Teks Bacaan =>

= = = = = = =

Mengapa Bakat itu Harus Diperjuangkan?
Sahabat *Banjir Embun* jangan lupa hidup di dunia ini sekali. Tak dapat diulang lagi. Diperkirakan usia tak sampai 100 tahun lamanya. Sayang bila hidup yang hanya secuil tak bisa dinikmati. Hati tersiksa hidup merana. Sebabnya, karena memendam bakat begitu saja tanpa memperjuangkannya.
Hidupnya tersandera rutinitas keseharian yang tak sesuai bakat bawaan. Lebih ngeri lagi, ditambah mengerjakan sesuatu yang mestinya menjadi tanggung jawab dan kewajiban orang lain. Terpaksa mengerjakannya karena hanya itu pekerjaan kosong yang ada. Meski sebenarnya ia juga tak mampu-mampu amat melakukannya.
Lalu apa salahnya mengerjakan sesuatu yang tidak sesuai bakatnya? Yang penting bisa melakukannya dengan baik dan benar. Toh nanti hasil akhirnya juga tidak buruk-buruk amat. Daripada menganggur lontang-lantung tak tentu arah. Lebih baik mengisinya dengan kegiatan. Meski sekalipun kegiatan itu tak sesuai dengan bakatnya.
Inilah bahayanya bila yang dipandang hanya hasil akhir. Tanpa melihat proses. Tanpa melihat potensi diri. Sebab, proses yang dapat dinikmati membuat hidup jadi bahagia. Proses yang memaksakan diri akan membuat hati tersiksa. Terpaksa hanya untuk alat pelarian semata. Tak cuma hati yang tersiksa. Otak pun harus bekerja ekstra untuk melakukannya.
Demi memenuhi keterpaksaan itu, maka kebosanan dan siksaan mau diterima penuh kepasrahan. Seakan tak ada lagi cara untuk menggapai cita-cita yang sesuai bakatnya. Memang sakit rasanya. Menjalani aktivitas sehari-hari penuh drama dan sandiwara. Aktivitas seadanya untuk mengisi waktu kosong belaka.
Bisa dikatakan, orang yang menyerah tak mau memperjuangkan bakatnya adalah orang sakit. Sakit tapi tidak berdarah. Menderita tapi tidak sampai busung lapar. Terlebih bila pendapatan yang diterima tidak begitu besar. Lengkap sudah. Tersiksa tanpa mendapat kompensasi pengganti kecuali sedikit. Bila terus-terusan begitu hidupnya akan sesuai dengan peribahasa "bagaikan katak dalam tempurung".

= = = = = = =

Entri dari sebuah kumpulan data
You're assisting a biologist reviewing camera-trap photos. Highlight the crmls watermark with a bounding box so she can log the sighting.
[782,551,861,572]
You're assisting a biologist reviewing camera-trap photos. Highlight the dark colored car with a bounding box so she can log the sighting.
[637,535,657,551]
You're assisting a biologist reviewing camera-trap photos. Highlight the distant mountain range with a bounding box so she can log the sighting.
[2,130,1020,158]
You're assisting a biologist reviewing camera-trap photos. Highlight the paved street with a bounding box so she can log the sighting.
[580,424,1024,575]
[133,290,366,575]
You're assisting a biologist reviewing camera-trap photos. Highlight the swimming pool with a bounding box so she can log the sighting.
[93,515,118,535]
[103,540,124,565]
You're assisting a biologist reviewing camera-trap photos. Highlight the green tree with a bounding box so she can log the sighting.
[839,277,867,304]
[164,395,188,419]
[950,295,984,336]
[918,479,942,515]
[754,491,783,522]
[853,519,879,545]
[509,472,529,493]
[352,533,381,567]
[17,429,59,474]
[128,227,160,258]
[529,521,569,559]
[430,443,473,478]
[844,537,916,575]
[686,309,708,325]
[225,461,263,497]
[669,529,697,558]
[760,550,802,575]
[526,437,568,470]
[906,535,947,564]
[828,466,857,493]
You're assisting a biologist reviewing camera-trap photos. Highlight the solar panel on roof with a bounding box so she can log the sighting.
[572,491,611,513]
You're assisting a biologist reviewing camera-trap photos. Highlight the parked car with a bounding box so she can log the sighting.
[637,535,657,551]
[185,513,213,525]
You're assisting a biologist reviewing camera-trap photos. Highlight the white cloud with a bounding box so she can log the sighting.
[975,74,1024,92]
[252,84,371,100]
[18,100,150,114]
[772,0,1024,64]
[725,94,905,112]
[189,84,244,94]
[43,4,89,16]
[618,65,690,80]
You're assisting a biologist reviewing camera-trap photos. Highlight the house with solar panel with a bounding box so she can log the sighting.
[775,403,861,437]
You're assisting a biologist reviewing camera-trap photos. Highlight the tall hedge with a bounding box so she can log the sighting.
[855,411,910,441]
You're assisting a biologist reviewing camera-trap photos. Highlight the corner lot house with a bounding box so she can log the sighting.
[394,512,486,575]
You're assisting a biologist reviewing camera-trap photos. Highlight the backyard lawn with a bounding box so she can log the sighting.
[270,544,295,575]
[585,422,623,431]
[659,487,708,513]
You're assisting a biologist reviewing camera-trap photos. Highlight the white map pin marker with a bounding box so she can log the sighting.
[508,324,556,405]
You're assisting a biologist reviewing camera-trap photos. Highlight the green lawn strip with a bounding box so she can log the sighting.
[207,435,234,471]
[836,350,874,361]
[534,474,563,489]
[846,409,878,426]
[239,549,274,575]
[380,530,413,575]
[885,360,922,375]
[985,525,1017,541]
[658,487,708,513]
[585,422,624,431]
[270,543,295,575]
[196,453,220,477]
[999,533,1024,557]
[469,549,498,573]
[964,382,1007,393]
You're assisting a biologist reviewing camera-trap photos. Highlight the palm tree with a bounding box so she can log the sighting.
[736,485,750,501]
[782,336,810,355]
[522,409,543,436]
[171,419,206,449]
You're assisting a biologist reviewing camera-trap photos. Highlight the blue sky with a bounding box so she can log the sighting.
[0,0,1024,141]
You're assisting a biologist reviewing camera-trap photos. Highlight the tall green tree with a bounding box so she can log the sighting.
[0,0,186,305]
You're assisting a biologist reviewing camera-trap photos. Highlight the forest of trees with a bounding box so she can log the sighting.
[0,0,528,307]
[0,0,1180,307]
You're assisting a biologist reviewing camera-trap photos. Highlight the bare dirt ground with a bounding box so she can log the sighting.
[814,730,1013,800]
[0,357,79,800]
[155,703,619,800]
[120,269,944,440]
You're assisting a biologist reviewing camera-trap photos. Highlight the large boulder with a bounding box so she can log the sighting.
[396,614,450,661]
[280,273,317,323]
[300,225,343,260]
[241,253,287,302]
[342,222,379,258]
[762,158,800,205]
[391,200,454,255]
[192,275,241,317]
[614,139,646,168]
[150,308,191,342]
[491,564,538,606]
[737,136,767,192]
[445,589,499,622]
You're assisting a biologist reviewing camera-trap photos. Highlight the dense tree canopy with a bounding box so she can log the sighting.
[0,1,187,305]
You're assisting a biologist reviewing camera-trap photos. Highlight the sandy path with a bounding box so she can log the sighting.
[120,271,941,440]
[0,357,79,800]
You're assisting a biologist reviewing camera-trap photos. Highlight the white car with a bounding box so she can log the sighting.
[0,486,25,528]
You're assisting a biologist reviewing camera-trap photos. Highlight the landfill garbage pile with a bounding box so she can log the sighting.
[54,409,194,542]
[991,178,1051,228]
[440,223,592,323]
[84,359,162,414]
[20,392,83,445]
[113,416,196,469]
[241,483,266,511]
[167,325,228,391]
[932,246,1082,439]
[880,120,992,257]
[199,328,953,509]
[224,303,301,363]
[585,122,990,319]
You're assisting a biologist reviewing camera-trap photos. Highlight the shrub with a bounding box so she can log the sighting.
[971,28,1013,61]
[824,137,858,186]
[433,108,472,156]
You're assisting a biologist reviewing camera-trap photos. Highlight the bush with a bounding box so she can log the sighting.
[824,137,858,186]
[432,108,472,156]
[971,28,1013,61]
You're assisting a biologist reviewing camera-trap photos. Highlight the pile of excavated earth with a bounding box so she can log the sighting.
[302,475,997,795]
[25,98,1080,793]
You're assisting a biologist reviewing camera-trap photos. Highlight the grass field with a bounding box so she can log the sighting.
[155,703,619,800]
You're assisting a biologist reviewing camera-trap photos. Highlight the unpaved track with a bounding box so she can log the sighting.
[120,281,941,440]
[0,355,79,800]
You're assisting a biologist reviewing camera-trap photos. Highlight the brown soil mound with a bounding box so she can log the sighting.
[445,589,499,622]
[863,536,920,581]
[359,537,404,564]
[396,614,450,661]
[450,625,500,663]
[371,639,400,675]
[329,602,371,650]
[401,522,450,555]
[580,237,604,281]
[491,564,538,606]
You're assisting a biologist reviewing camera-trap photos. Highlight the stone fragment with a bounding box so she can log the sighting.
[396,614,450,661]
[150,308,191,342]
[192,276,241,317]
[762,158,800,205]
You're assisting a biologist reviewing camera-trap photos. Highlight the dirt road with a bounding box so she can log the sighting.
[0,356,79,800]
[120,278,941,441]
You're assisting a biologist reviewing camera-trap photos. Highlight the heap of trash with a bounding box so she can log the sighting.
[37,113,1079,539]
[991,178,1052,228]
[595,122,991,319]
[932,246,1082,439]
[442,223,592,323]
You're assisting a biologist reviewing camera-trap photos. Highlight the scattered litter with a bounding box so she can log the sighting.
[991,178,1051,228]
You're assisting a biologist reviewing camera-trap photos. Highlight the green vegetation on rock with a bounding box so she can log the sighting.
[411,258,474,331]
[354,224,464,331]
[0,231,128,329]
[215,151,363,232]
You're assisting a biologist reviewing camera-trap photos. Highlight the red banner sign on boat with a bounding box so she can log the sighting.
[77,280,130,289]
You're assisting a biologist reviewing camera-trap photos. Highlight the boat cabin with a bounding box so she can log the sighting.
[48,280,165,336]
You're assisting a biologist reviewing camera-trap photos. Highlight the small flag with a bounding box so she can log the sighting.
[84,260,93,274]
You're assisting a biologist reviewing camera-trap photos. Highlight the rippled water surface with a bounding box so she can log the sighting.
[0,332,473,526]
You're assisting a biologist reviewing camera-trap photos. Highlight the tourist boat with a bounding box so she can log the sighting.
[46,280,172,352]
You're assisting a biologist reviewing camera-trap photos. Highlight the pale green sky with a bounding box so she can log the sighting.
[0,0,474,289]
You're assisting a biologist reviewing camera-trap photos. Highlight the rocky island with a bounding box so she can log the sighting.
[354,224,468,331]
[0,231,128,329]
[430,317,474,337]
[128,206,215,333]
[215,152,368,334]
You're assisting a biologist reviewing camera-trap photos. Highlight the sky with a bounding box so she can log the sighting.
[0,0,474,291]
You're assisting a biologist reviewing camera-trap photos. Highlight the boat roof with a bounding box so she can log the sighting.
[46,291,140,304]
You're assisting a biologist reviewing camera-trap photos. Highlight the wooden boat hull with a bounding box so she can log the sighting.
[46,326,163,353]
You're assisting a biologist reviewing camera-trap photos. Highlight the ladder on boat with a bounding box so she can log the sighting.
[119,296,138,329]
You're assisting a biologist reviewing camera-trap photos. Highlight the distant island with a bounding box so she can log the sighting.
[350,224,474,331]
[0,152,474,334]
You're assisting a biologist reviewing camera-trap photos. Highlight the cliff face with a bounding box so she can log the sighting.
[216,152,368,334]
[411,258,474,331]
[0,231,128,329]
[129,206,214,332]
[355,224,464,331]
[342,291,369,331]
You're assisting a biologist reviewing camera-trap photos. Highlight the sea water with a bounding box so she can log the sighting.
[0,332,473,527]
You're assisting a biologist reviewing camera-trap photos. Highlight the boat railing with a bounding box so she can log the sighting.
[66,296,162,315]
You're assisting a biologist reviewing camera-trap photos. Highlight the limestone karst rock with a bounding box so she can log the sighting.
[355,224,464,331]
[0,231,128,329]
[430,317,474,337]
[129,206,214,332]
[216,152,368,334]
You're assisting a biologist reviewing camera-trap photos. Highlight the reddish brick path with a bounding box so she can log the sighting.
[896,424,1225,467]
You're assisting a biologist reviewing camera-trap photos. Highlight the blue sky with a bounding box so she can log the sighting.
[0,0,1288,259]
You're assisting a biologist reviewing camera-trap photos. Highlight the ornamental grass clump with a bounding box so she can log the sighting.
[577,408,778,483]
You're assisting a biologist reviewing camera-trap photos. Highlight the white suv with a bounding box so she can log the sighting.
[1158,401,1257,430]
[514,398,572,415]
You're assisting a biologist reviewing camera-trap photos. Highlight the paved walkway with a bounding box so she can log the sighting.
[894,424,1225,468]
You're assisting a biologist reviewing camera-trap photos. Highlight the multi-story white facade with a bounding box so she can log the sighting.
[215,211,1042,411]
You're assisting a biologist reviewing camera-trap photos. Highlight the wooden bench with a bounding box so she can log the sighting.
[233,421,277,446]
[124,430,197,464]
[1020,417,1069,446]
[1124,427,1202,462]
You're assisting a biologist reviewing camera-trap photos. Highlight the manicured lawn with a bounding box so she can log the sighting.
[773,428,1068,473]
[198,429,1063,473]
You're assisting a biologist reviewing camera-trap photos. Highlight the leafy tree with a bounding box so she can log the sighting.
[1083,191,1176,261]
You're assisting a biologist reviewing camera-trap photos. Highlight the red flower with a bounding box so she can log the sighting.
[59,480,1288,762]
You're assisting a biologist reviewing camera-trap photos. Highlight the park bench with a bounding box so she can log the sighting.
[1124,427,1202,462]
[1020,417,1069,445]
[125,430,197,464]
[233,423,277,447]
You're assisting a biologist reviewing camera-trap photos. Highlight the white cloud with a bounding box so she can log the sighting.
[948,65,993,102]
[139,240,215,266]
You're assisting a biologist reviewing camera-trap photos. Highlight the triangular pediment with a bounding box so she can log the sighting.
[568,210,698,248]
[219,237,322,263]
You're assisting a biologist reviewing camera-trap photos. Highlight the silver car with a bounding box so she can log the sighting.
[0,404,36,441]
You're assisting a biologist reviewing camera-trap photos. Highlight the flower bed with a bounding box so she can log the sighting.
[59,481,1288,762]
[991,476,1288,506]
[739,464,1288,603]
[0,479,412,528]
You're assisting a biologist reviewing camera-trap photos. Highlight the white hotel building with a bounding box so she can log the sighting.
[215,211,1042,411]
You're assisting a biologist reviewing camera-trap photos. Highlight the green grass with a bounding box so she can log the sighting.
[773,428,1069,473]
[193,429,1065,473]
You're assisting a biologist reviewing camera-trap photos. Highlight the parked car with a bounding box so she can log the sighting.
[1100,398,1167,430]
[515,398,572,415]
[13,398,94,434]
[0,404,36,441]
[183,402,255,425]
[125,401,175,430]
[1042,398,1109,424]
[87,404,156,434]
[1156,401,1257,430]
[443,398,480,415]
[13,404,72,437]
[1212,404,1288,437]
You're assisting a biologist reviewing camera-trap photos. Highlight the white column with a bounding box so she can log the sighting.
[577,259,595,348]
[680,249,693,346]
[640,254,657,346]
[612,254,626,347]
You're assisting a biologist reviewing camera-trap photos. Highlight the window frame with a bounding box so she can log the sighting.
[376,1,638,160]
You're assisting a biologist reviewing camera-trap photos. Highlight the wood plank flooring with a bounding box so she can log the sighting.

= = = = = = =

Sasaran Tugas =>
[1] Menurut teks bacaan, peribahasa apa yang menggambarkan hidup orang yang terus-menerus tidak memperjuangkan bakatnya?
[2] Tulis ulang kata demi kata baris-baris catatan mulai dari awal catatan sampai baris yang memuat "[133,290,366,575]", termasuk baris itu sendiri.
Teks bacaan dan catatan tidak saling berkaitan.

Jawaban Tiap Tugas =>
[1] Bagaikan katak dalam tempurung.

[2]
You're assisting a biologist reviewing camera-trap photos. Highlight the crmls watermark with a bounding box so she can log the sighting.
[782,551,861,572]
You're assisting a biologist reviewing camera-trap photos. Highlight the dark colored car with a bounding box so she can log the sighting.
[637,535,657,551]
You're assisting a biologist reviewing camera-trap photos. Highlight the distant mountain range with a bounding box so she can log the sighting.
[2,130,1020,158]
You're assisting a biologist reviewing camera-trap photos. Highlight the paved street with a bounding box so she can log the sighting.
[580,424,1024,575]
[133,290,366,575]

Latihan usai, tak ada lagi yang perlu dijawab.